=== OBJECTIF DE LA TÂCHE ===
Recopiez intégralement, s'il vous plaît, l'extrait d'entretien avec l'artiste, sans y changer un seul mot.

=== PASSAGE AFFICHÉ ===
______
MM : Je suis principalement artiste. Je n’ai jamais considéré ma relation à l’art seulement en lien avec la création d’œuvres en tant que telles, mais aussi avec d’autres activités en parallèle : penser et organiser des expositions, monter une galerie, travailler avec des ayants droit de Marcel Duchamp dans le cadre de l’édition d’une de ses œuvres, participer à des comités d’acquisition pour enrichir les collections d’État, enseigner, etc. Tous ces projets me permettent d’avoir une vision globale du secteur de l’art et de son marché aujourd’hui.
P&Y : L’exposition a été réalisée au Mucem, sous la coupe de la Fondation Pernod-Ricard, et sur la thématique de l’amitié. Pourriez-vous nous parler plus en détail de la démarche ?
______
Données sur l'emplacement des objets
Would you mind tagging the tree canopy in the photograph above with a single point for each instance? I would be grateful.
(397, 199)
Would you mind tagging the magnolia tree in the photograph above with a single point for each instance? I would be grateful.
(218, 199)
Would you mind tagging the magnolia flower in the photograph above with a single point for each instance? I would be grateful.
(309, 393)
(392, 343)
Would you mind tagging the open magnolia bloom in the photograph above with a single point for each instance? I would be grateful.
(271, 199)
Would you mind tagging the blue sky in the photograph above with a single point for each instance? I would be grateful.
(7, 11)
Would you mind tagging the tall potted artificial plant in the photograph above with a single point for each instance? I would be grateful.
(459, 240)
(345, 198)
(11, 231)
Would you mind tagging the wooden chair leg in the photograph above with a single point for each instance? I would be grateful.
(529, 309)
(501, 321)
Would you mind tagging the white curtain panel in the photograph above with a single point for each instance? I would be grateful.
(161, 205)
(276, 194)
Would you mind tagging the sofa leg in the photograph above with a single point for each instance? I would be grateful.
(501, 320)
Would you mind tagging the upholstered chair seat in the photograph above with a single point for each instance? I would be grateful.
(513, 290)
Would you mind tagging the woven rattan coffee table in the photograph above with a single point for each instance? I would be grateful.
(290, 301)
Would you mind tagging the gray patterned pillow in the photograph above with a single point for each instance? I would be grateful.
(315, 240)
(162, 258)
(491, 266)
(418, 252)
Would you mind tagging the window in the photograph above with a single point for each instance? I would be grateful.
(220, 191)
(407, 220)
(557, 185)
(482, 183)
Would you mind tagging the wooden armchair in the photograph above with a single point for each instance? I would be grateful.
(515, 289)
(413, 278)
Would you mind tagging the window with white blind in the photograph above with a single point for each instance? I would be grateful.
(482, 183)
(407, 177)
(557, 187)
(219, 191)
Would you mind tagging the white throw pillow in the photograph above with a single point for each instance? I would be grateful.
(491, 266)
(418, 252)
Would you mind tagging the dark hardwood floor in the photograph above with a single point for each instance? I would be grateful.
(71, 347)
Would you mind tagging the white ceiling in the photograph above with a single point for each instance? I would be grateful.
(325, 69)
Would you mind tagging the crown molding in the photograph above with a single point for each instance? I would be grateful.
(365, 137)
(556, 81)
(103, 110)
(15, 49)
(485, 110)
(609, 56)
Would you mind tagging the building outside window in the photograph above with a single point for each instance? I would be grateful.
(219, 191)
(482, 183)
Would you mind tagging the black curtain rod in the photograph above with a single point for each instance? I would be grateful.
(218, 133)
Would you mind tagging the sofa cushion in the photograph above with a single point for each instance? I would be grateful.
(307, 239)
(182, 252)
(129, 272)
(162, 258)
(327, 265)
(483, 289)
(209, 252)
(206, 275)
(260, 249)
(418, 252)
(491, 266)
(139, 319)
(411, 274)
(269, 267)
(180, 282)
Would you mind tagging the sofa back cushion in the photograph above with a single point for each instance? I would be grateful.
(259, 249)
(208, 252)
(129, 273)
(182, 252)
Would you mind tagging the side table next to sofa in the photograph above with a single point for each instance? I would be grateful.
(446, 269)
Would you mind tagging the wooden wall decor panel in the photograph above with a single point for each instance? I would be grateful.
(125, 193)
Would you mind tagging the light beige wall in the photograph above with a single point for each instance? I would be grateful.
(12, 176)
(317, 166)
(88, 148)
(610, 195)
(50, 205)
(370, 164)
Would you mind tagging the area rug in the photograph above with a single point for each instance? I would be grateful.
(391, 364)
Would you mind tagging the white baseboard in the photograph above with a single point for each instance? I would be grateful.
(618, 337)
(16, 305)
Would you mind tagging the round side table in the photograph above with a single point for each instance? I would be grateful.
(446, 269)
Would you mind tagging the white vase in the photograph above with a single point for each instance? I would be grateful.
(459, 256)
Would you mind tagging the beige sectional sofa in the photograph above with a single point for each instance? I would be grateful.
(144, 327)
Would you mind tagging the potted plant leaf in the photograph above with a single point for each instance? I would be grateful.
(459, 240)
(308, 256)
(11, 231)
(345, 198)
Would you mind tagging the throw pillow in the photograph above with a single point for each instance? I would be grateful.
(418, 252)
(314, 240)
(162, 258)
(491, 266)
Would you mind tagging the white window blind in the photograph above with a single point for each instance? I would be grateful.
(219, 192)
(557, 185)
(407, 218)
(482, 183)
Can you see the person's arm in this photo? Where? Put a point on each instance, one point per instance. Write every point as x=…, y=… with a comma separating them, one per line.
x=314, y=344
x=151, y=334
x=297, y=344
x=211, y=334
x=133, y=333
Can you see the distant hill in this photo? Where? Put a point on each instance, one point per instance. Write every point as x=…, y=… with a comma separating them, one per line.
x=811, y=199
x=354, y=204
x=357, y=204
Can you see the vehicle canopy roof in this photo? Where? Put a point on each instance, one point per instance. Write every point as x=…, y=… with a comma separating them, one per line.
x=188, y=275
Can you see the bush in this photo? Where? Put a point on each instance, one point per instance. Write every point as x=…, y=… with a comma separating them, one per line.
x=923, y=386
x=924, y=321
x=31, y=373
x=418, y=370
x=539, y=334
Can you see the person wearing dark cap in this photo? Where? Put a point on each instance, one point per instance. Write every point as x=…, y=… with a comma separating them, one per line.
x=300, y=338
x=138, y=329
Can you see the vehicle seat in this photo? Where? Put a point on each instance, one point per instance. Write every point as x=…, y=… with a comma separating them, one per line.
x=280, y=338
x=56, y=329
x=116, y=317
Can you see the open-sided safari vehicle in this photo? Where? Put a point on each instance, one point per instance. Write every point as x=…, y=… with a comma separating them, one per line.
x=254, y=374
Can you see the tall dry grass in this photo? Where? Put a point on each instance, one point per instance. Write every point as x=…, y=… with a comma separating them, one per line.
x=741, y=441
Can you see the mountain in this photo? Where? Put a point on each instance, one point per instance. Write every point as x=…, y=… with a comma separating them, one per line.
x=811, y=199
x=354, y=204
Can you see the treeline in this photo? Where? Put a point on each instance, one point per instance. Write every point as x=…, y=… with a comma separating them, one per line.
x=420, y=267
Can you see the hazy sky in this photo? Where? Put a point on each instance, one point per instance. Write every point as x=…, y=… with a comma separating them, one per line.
______
=== RÉSULTAT DE L'EXERCICE ===
MM : Je suis principalement artiste. Je n’ai jamais considéré ma relation à l’art seulement en lien avec la création d’œuvres en tant que telles, mais aussi avec d’autres activités en parallèle : penser et organiser des expositions, monter une galerie, travailler avec des ayants droit de Marcel Duchamp dans le cadre de l’édition d’une de ses œuvres, participer à des comités d’acquisition pour enrichir les collections d’État, enseigner, etc. Tous ces projets me permettent d’avoir une vision globale du secteur de l’art et de son marché aujourd’hui.
P&Y : L’exposition a été réalisée au Mucem, sous la coupe de la Fondation Pernod-Ricard, et sur la thématique de l’amitié. Pourriez-vous nous parler plus en détail de la démarche ?